WRITTEN INSTRUCTION. In the listing below, find the line containing "the black office". Write out that line and every line after it to the end, exactly and only those.

--- RECORDED INFORMATION ---

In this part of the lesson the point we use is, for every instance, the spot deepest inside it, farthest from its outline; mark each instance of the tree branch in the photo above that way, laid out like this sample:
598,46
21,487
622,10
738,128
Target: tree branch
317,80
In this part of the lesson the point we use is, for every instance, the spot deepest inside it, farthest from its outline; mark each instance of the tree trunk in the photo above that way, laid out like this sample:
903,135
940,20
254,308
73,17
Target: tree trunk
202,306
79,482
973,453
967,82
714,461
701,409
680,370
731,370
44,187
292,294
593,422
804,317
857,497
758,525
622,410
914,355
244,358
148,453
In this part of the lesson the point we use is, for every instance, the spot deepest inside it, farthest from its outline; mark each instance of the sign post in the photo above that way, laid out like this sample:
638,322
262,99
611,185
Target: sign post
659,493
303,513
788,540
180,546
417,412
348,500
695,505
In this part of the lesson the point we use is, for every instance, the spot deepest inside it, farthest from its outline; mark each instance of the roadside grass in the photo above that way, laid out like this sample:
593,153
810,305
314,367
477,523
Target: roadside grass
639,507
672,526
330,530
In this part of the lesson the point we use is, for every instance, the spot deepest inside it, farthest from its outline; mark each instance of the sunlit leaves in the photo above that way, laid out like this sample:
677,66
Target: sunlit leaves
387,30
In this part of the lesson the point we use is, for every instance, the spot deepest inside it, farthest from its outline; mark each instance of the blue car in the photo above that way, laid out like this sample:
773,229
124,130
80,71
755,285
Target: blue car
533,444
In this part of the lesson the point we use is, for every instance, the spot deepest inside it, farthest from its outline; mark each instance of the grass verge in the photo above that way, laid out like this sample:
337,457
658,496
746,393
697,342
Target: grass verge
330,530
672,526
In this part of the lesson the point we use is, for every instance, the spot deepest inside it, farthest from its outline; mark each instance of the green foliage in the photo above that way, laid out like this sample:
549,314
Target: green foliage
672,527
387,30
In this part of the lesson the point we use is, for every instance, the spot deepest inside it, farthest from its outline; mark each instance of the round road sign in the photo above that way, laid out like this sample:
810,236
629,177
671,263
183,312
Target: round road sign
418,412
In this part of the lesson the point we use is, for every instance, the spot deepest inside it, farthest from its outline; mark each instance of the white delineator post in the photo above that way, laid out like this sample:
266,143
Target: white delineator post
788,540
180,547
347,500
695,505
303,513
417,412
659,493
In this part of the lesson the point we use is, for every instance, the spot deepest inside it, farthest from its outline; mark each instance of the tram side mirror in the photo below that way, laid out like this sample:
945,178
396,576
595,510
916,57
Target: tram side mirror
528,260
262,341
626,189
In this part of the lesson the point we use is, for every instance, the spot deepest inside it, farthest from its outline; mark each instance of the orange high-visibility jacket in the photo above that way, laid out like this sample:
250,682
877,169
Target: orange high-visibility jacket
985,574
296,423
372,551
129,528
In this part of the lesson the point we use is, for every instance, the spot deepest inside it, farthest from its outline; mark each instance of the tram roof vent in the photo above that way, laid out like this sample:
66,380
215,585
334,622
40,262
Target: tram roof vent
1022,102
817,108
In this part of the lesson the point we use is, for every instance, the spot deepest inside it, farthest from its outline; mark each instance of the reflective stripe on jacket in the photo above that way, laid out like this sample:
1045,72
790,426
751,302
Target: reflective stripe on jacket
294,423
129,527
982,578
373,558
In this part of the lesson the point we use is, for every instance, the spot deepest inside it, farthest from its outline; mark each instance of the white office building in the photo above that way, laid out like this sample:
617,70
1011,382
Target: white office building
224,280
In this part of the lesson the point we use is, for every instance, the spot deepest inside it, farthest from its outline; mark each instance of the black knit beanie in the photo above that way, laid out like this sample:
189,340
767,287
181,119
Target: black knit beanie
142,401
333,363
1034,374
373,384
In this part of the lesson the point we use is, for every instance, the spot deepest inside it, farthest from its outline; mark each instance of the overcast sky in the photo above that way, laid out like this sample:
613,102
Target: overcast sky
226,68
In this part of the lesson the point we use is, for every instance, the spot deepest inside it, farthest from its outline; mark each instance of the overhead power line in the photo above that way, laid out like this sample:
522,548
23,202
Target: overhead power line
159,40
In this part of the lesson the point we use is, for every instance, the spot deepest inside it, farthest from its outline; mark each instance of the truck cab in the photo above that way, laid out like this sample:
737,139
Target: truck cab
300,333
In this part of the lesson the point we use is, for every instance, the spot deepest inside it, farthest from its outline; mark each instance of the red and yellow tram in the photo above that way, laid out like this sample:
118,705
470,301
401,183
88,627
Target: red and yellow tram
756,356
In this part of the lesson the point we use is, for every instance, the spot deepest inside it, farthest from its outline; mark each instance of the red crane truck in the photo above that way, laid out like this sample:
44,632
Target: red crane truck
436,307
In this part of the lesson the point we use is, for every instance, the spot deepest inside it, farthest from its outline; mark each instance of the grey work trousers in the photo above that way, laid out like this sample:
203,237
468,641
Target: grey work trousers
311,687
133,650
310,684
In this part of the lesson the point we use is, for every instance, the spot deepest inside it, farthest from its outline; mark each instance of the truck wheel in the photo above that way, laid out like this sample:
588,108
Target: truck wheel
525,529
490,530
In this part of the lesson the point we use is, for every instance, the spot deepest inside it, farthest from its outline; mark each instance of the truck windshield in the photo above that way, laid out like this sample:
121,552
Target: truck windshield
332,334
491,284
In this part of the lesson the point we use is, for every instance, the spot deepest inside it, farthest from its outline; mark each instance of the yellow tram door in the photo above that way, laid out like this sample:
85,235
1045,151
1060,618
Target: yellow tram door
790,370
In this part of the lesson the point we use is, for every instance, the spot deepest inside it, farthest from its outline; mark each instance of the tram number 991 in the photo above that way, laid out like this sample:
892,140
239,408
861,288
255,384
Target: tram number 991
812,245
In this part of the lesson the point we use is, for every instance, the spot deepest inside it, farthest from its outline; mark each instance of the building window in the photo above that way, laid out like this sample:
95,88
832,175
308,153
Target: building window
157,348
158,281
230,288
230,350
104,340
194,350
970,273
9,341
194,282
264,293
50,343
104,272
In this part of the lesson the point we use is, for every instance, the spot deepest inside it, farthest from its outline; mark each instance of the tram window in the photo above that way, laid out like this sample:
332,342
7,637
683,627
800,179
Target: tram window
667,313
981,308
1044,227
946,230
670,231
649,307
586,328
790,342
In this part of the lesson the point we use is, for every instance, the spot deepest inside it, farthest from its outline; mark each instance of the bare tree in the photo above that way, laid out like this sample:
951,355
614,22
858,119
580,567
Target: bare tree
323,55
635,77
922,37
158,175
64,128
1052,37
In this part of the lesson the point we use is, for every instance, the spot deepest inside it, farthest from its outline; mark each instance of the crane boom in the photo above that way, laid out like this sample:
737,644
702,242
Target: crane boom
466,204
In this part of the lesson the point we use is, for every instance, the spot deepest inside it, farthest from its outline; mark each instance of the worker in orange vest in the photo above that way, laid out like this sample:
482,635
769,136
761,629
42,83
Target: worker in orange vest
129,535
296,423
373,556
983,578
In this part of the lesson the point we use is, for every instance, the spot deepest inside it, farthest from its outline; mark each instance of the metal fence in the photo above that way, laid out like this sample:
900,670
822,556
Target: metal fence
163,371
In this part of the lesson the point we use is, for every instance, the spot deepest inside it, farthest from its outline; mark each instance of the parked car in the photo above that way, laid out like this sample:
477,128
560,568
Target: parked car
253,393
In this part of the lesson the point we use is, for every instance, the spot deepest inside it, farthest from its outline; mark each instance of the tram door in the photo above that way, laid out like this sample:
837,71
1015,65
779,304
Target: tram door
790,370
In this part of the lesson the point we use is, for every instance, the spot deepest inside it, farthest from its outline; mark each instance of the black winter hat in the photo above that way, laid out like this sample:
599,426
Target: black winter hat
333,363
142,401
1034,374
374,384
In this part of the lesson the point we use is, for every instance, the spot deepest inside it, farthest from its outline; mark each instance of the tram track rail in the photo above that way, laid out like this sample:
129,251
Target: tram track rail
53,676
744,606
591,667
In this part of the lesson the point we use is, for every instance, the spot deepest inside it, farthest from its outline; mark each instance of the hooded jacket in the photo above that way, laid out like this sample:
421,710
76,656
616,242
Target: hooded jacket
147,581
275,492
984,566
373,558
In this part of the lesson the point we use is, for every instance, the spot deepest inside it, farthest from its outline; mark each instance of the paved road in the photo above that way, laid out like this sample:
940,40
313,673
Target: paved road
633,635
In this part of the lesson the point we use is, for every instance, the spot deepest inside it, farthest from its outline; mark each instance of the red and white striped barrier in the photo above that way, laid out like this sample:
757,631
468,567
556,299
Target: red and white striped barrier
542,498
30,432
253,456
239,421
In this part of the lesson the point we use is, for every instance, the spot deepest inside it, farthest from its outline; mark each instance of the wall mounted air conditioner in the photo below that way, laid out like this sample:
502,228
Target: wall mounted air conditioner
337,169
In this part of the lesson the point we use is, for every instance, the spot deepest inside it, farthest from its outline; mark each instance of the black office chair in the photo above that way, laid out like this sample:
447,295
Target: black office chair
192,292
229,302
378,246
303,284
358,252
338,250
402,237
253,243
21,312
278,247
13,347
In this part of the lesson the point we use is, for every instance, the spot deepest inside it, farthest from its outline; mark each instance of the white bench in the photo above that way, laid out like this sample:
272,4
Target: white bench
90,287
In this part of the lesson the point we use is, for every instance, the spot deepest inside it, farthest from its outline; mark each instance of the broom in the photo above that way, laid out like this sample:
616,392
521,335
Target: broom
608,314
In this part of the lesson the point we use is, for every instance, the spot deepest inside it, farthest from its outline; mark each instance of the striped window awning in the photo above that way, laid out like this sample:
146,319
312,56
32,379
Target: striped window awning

---

EXERCISE RESULT.
In this part of the lesson the point we use is, for every instance, the spot deepest inside it, farthest from its outline; mark each instance of the black office chair in the photo above that way, laid out like this sample:
447,295
Target: black office chair
192,292
229,302
378,246
303,284
358,252
338,250
402,237
253,243
21,312
278,247
13,347
In this part of the lesson the point we use is, for every instance, the spot deepest inside it, farthest from its outline; mark each instance of the white bench in the photo above that way, laid out like this sample:
272,4
Target: white bench
90,287
In this part of the lesson the point we use is, for every instance, the spot deepest inside it, farthest from its outline; mark each instance of the broom in the photo above that way, laid out like this sample:
616,392
521,335
Target: broom
608,314
In this part of the lesson the point we use is, for every instance, the spot deepest inside it, farthest from its outline; mark each instance of the striped window awning in the photo above that way, laid out like this sample:
146,319
312,56
32,379
Target: striped window awning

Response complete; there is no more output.